→ WHAT IS REQUIRED
Answer these questions from the text on the European Film Award for Best Composer.
1. Who currently holds the award, and for which film?
2. For the music of which film did Yuri Khanon receive the Special Jury Award?
3. How has the award been presented since 2013?

→ READING TEXT
_ _ _ _
- Country: Europe
- Presented by: European Film Academy
- First award: 1989
- Currently held by: Hania Rani – Sentimental Value (2025)
- Website: europeanfilmawards.eu

= European Film Award for Best Composer =

Annual award given for cinematic achievements in composing

The European Film Award for Best Composer is one of the awards presented by the European Film Academy. It was first presented as a Special Jury Award in 1988 received by Yuri Khanon for the music of Days of Eclipse. A set of nominees was presented from 1989 to 1990 and from 2004 and 2012. Since 2013, only one winner is presented without nominees.
_ _ _ _
→ RECORD SET

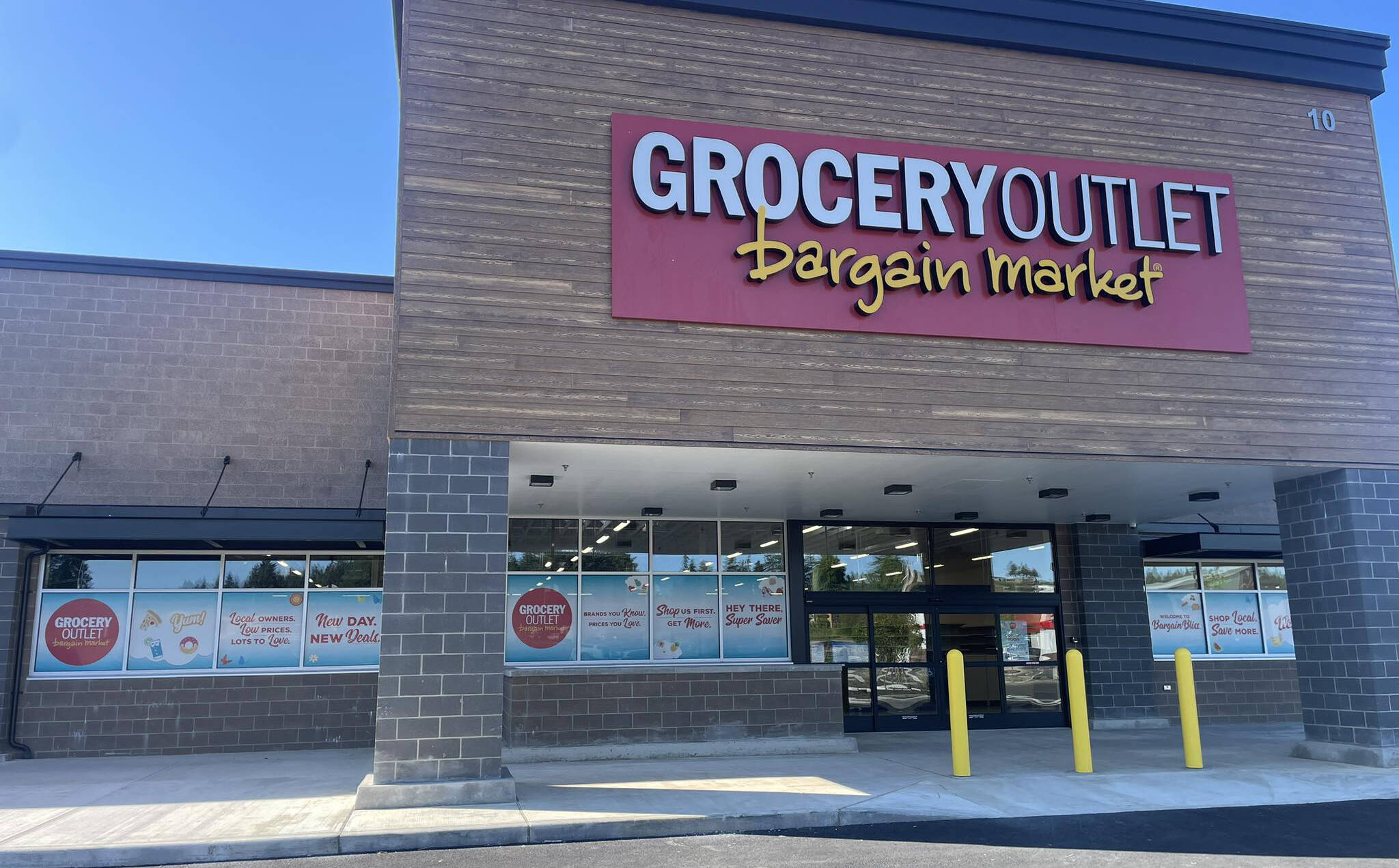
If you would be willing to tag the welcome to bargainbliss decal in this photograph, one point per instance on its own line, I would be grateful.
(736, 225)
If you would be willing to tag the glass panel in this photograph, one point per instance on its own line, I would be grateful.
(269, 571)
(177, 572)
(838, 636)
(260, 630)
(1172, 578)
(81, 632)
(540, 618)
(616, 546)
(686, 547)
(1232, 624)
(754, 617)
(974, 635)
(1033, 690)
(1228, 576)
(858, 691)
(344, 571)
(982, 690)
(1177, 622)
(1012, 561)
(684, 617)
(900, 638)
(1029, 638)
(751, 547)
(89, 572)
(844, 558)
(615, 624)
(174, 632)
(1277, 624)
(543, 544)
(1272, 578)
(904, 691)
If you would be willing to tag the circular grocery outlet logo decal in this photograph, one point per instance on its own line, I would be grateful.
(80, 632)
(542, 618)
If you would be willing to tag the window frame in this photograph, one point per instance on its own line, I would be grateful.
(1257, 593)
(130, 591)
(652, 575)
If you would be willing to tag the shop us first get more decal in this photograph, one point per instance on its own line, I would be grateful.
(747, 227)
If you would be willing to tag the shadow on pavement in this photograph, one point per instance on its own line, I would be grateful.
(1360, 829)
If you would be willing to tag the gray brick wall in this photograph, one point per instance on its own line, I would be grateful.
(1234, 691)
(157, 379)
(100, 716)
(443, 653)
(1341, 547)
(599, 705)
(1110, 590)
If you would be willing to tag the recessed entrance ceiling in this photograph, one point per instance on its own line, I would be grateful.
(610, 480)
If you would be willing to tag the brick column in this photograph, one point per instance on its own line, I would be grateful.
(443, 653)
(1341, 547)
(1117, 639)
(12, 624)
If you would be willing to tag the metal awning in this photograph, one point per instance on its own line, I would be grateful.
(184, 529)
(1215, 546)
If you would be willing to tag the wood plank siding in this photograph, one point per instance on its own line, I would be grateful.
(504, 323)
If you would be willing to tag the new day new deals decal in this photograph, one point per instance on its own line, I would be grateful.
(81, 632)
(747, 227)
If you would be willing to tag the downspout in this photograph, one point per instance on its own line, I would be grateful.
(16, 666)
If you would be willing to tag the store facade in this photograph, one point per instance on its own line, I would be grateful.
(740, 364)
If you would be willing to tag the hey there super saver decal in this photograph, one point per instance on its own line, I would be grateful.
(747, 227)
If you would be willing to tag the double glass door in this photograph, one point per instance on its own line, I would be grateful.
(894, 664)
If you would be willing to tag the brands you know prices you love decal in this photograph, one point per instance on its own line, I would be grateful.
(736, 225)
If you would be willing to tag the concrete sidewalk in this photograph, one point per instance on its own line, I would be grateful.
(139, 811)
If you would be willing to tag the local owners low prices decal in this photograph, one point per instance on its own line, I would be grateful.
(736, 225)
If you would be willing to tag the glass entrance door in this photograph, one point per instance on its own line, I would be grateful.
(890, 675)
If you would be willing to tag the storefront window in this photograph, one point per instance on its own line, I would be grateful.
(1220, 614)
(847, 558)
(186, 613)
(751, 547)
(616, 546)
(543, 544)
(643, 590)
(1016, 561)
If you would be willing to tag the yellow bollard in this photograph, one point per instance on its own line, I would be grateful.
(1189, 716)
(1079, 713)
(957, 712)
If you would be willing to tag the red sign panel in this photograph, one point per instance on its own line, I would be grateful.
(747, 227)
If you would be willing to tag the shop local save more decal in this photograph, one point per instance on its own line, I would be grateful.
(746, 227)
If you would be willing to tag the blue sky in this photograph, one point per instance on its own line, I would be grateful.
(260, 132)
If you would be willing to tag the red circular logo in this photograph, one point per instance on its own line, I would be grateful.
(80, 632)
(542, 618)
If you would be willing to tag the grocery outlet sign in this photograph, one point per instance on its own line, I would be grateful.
_ _ _ _
→ RESULT OF THIS TASK
1. Hania Rani, for Sentimental Value (2025).
2. Days of Eclipse.
3. Only one winner is presented, without nominees.